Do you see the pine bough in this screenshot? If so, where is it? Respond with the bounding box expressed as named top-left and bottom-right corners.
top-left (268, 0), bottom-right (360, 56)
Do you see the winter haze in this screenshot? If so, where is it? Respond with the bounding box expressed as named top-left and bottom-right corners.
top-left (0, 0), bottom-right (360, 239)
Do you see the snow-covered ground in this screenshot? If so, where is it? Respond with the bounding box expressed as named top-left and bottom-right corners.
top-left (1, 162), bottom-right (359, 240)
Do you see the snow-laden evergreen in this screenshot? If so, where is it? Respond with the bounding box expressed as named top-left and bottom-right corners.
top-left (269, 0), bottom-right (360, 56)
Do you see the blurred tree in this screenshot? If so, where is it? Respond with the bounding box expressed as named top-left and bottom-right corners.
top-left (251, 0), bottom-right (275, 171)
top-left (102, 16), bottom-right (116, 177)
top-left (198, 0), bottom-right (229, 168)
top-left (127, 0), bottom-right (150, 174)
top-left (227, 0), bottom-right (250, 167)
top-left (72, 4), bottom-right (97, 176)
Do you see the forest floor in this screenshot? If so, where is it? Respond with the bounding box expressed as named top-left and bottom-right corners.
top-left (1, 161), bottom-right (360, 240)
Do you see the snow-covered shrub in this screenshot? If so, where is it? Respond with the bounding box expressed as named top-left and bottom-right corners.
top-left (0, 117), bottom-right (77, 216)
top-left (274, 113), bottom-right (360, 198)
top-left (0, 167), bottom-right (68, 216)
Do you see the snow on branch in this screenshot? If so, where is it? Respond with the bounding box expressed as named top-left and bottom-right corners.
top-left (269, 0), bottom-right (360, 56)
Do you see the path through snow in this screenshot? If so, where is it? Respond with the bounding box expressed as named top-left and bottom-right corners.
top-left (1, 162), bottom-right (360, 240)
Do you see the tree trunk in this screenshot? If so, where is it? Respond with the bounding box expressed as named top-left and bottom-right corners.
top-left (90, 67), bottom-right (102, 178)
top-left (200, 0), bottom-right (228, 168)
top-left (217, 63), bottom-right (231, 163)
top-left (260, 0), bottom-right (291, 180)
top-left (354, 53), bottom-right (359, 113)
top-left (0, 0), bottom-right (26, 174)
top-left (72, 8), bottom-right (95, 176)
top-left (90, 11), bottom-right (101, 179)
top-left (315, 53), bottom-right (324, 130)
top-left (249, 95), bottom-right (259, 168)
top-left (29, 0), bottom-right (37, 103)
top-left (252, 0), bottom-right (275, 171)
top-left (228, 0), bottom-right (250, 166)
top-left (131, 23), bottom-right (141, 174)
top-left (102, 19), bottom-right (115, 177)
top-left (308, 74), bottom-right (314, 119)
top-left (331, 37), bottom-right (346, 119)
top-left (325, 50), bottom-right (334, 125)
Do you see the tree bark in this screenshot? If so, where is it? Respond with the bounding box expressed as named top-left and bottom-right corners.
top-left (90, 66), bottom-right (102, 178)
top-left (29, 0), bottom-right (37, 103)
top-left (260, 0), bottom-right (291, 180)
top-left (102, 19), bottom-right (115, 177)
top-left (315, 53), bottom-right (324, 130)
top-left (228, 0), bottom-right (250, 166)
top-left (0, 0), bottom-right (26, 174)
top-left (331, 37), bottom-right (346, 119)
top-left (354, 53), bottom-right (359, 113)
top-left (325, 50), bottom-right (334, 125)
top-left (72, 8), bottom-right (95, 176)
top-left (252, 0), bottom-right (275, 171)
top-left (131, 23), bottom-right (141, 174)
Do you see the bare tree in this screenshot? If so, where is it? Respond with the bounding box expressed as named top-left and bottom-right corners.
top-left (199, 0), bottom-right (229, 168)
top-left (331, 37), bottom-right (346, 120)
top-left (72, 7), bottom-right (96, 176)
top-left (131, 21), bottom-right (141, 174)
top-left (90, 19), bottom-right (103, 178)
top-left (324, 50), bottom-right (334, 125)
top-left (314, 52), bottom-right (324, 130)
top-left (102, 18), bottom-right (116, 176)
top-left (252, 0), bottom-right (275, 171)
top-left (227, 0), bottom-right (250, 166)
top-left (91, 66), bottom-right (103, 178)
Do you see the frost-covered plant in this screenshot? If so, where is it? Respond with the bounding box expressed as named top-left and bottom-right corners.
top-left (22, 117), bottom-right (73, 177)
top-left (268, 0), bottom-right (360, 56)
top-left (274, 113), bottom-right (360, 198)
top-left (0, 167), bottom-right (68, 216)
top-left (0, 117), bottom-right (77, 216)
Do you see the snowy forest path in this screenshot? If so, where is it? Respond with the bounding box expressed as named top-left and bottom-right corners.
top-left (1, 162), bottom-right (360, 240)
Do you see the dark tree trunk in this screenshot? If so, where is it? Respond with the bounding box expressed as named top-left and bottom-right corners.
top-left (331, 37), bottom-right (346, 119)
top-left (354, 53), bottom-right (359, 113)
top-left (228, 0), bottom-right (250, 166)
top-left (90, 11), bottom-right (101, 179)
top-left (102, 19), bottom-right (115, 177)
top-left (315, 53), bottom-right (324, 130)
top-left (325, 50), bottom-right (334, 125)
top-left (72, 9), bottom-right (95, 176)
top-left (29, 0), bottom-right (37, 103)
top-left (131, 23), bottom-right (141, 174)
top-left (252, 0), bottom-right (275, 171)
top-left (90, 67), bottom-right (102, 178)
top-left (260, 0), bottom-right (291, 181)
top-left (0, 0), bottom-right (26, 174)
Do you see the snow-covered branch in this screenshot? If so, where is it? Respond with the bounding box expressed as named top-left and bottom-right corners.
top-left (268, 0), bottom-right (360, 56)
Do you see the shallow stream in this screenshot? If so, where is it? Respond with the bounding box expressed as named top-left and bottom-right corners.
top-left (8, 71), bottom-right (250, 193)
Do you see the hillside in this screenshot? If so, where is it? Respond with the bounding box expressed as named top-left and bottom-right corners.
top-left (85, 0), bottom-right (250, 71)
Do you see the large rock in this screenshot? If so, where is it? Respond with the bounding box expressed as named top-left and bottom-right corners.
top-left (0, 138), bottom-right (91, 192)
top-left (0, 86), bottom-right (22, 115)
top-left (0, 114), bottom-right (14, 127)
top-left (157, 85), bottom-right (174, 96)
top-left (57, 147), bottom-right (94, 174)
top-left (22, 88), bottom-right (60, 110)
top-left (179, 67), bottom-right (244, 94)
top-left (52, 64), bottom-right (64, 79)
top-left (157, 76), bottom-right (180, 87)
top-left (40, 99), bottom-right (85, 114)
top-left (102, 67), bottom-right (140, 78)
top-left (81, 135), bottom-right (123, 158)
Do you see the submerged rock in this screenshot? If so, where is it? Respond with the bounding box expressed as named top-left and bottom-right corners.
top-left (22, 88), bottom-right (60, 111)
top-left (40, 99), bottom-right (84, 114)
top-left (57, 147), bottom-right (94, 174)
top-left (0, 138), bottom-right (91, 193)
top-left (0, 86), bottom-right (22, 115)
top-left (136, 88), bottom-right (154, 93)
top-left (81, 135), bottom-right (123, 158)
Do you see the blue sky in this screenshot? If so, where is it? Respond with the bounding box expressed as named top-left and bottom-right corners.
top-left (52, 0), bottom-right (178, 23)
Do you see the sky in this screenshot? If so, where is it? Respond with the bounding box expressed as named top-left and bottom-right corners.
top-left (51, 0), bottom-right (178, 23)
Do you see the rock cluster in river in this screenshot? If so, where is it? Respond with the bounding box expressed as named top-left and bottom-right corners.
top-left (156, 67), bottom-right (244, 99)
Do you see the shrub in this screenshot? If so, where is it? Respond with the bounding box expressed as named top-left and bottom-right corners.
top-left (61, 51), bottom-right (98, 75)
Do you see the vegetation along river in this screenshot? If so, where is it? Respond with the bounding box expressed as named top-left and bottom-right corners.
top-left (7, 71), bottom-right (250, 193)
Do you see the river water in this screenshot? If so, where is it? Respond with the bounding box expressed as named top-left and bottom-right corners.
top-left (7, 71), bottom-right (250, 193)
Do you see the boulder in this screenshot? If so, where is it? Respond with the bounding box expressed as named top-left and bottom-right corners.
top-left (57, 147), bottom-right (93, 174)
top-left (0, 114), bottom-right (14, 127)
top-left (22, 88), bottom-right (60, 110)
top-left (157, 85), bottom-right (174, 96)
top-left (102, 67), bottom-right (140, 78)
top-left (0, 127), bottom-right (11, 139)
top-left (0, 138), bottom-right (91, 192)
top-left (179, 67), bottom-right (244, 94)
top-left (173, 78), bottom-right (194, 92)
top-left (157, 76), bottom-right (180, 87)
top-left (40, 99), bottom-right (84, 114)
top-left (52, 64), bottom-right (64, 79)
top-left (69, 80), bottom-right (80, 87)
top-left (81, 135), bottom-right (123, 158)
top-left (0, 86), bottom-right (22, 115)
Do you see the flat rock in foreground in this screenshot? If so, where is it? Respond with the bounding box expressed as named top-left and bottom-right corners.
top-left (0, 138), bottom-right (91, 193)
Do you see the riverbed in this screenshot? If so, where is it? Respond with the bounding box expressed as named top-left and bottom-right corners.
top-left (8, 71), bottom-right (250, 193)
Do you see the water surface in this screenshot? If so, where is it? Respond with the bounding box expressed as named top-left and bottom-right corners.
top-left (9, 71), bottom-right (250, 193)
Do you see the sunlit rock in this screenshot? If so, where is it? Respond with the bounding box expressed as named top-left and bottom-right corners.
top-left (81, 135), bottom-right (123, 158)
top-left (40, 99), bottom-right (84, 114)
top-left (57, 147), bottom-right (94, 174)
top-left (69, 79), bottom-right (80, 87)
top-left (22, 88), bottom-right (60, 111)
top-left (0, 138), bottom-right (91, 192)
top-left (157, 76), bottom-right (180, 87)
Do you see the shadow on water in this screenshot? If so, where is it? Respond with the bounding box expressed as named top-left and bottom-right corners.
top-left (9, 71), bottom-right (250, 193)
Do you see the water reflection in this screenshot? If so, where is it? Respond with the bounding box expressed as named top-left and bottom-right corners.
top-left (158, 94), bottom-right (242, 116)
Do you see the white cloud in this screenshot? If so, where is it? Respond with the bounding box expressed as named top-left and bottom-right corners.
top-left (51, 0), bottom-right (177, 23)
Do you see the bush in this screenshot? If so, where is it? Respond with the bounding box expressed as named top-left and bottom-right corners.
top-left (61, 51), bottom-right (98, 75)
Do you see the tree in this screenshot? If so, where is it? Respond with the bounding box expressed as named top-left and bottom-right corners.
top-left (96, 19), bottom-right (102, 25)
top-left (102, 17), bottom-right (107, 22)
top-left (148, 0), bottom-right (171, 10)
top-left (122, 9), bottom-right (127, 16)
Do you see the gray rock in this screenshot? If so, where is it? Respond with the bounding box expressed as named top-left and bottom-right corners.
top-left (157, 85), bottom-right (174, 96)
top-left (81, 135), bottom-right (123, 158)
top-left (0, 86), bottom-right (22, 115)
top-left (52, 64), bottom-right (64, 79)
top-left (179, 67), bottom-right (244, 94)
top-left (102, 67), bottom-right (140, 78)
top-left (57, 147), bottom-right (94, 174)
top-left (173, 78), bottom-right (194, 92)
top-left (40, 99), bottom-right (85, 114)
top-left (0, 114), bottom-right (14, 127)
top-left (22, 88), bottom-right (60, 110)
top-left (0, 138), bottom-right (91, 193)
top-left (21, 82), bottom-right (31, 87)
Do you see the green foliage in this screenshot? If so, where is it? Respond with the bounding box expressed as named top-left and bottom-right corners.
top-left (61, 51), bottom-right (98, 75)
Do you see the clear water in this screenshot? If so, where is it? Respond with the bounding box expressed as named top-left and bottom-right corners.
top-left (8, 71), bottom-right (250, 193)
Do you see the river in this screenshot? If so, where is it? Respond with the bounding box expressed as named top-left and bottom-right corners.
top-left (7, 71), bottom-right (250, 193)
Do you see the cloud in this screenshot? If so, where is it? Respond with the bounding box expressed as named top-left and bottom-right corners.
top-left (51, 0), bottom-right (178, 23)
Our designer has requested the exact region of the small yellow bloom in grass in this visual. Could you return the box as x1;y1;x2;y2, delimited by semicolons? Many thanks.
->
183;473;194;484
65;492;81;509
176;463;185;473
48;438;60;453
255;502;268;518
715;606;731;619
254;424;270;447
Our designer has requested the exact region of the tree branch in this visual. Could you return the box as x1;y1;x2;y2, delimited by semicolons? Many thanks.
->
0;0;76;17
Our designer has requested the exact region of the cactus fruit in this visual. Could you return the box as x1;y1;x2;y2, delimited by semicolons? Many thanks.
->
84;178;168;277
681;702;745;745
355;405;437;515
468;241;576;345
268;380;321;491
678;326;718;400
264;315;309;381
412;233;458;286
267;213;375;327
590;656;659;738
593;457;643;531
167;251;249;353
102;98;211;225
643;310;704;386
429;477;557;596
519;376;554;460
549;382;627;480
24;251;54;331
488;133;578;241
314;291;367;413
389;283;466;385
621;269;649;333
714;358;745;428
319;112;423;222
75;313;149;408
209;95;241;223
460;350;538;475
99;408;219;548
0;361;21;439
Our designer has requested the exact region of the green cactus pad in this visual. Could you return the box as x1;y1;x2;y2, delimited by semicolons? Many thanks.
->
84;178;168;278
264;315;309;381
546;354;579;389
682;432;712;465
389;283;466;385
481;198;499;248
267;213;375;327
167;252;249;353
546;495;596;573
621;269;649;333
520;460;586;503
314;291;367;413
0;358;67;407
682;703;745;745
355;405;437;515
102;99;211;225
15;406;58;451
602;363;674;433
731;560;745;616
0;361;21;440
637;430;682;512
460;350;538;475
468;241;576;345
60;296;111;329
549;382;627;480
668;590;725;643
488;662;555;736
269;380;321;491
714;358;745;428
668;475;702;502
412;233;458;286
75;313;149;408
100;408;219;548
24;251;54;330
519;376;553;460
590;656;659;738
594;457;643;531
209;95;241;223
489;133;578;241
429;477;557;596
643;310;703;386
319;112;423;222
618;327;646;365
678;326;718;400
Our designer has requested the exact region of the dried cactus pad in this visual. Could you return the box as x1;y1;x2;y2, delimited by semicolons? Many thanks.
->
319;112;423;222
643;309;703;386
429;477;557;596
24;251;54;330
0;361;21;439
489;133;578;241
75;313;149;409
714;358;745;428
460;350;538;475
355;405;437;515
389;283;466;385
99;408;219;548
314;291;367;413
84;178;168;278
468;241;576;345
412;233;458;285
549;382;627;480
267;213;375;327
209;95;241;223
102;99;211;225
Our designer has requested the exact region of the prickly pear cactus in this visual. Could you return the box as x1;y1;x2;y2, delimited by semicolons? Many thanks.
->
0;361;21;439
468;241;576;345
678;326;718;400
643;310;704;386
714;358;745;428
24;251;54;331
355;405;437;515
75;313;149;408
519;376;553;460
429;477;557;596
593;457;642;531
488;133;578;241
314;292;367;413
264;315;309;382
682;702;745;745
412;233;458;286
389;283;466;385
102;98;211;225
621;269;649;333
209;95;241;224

◇ ◇ ◇ ◇

Problem to work on → Return the span of lines in the data above that opens at the line with "Our designer has requested the exact region of the small" and closes at the line with "Our designer has requested the exact region of the green", exactly, ends included, nothing else.

Answer to this task →
Our designer has requested the exact region of the small yellow bloom in grass in this visual. Could you return the box as x1;y1;x2;y2, delimited by semicolons? Many thanks.
->
183;473;194;484
65;492;81;509
176;463;185;473
48;438;60;453
255;502;268;518
715;606;731;619
254;424;270;447
Our designer has requested the exact region of the tree branch in this visual. Could you return the box as x1;y1;x2;y2, delimited by semicolons? Many thanks.
->
0;0;76;17
Our designer has requested the exact region of the cactus fruit in this visual. Could you return the box as x1;y1;x2;y2, delimited by semicolons? Many thanks.
->
84;178;168;277
681;702;745;745
355;405;437;515
468;241;576;345
268;380;321;491
678;326;718;400
264;315;309;381
412;233;458;286
267;213;375;327
590;656;659;738
593;457;643;531
167;251;249;353
102;98;211;225
643;310;704;386
429;477;557;596
519;376;554;460
549;382;627;480
24;251;54;331
488;133;578;241
314;291;367;413
389;283;466;385
621;269;649;333
714;358;745;428
319;112;423;222
75;313;149;408
209;95;241;223
460;350;538;475
99;408;219;548
0;361;21;439
Our designer has requested the exact region of the green cactus pad in this visual. Could you return the box as x1;y1;x2;y2, delimited by semicolons? Many thanks.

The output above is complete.